§ Brief
Rewrite every line of the records below as a numbered list, leaving out blank lines.

(Stored data)
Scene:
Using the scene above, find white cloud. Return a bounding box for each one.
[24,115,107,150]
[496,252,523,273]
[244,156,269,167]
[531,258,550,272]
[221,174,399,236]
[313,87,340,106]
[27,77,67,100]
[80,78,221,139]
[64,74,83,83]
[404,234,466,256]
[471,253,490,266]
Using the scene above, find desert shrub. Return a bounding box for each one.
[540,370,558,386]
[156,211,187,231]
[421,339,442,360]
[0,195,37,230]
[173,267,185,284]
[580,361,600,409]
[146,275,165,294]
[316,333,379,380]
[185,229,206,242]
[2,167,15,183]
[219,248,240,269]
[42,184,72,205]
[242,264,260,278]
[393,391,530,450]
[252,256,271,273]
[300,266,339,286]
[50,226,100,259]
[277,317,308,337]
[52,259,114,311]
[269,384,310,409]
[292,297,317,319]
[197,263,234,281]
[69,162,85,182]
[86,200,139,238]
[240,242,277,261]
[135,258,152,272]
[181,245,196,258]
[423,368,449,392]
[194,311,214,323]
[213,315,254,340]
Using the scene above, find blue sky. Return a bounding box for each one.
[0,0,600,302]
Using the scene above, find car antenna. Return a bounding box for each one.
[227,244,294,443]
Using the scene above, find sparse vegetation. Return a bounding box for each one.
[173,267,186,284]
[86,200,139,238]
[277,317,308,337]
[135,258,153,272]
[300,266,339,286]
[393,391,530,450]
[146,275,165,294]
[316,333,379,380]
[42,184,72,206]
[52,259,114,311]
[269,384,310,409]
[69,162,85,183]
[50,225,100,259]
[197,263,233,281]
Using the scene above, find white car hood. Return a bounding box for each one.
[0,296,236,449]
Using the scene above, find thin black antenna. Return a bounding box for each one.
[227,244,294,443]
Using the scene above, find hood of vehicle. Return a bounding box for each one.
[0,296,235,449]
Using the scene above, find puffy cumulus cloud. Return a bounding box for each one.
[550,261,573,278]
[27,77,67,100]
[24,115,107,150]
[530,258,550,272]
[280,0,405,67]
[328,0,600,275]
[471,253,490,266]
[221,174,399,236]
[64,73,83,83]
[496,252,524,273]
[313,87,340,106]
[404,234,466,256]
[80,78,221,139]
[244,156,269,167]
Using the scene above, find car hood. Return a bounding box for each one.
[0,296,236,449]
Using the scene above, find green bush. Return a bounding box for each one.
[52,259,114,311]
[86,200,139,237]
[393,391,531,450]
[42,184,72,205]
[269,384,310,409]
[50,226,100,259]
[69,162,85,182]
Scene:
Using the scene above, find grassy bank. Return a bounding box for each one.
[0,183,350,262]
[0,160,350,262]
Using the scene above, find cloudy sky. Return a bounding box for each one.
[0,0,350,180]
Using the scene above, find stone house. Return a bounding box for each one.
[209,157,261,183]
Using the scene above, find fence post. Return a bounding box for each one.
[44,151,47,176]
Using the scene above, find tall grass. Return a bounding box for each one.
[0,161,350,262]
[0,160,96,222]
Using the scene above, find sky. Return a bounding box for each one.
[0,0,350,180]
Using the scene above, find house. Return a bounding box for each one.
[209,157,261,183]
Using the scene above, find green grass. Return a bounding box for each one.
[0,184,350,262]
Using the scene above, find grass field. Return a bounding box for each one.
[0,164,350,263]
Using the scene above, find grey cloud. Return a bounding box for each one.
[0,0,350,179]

§ Reply
1. Scene:
2. Using the scene above, find white cloud. Return a bounding box for each one.
3. [24,115,107,150]
4. [496,252,523,273]
5. [244,156,269,167]
6. [531,258,550,272]
7. [221,174,399,236]
8. [313,87,340,106]
9. [27,77,67,100]
10. [80,78,221,139]
11. [64,74,83,83]
12. [404,234,466,256]
13. [471,253,490,266]
14. Using the scene above, find desert shrub. Return a bounding box for each one.
15. [540,370,558,386]
16. [156,211,187,231]
17. [421,339,442,360]
18. [0,195,37,230]
19. [173,267,185,284]
20. [580,361,600,409]
21. [146,275,165,294]
22. [316,333,379,380]
23. [185,229,206,242]
24. [2,167,15,183]
25. [219,248,240,269]
26. [42,184,72,205]
27. [242,264,260,278]
28. [393,391,530,450]
29. [252,256,271,273]
30. [300,266,339,286]
31. [50,226,100,259]
32. [277,317,308,337]
33. [52,259,114,311]
34. [269,384,310,409]
35. [292,297,317,319]
36. [197,263,234,281]
37. [69,162,85,182]
38. [86,200,139,238]
39. [240,242,277,261]
40. [135,258,152,272]
41. [181,245,196,258]
42. [423,368,449,392]
43. [194,311,214,323]
44. [213,315,254,340]
45. Using the scene above, find blue sky. Return a bounding box for each one.
46. [0,0,600,302]
47. Using the scene above, find car antenna. Return a bounding box for each one.
48. [227,244,294,443]
49. Using the scene above, find sparse vegetation. Return a bounding box for each one.
50. [173,267,186,284]
51. [86,200,139,238]
52. [277,317,308,337]
53. [135,258,153,272]
54. [300,266,339,286]
55. [393,391,530,450]
56. [146,275,165,294]
57. [316,333,379,380]
58. [42,184,72,206]
59. [52,259,114,311]
60. [269,384,310,409]
61. [69,162,85,183]
62. [50,225,100,259]
63. [197,263,233,281]
64. Using the scene above, find white car hood. Return a bounding box for each one.
65. [0,296,236,449]
66. Using the scene above, find thin black antenna. Return a bounding box for each one.
67. [227,244,294,443]
68. Using the scene above, find hood of vehicle. Return a bounding box for each one.
69. [0,296,235,449]
70. Using the scene above, find puffy cumulus cloud. Return a bounding box for each one.
71. [550,261,573,278]
72. [27,77,67,100]
73. [24,115,107,150]
74. [530,258,550,272]
75. [280,0,405,67]
76. [328,0,600,275]
77. [471,253,490,266]
78. [221,174,399,236]
79. [64,73,83,83]
80. [496,252,524,273]
81. [313,87,340,106]
82. [404,234,466,256]
83. [80,78,221,139]
84. [244,156,269,167]
85. Using the scene above, find car hood. Return a bounding box for each one.
86. [0,296,236,449]
87. Using the scene above, find green bush. Return a bounding box for each one.
88. [52,259,114,311]
89. [86,200,139,237]
90. [393,391,531,450]
91. [42,184,72,205]
92. [269,384,310,409]
93. [50,226,100,259]
94. [69,162,85,182]
95. Scene:
96. Using the scene above, find grassy bank. Return a bounding box for each one.
97. [0,183,350,262]
98. [0,160,350,262]
99. Using the scene above, find cloudy sky. Return a bounding box for each one.
100. [0,0,350,180]
101. Using the scene above, find stone house. Return a bounding box for each one.
102. [209,157,261,183]
103. Using the scene above, find fence post. Return a bounding box for each one.
104. [44,151,47,176]
105. Using the scene above, find tall grass. Return a bounding box for each one.
106. [0,161,350,262]
107. [0,160,96,222]
108. Using the scene above, find sky. Return a bounding box for each one.
109. [0,0,350,180]
110. Using the scene above, find house. Return a bounding box for each one.
111. [209,157,261,183]
112. Using the scene above, find green grass. Return a bounding box for each one.
113. [0,184,350,262]
114. Using the scene above, find grass field. Return a bounding box for each one.
115. [0,164,350,263]
116. Using the scene above, find grey cloud. Return a bounding box for each one.
117. [0,0,350,179]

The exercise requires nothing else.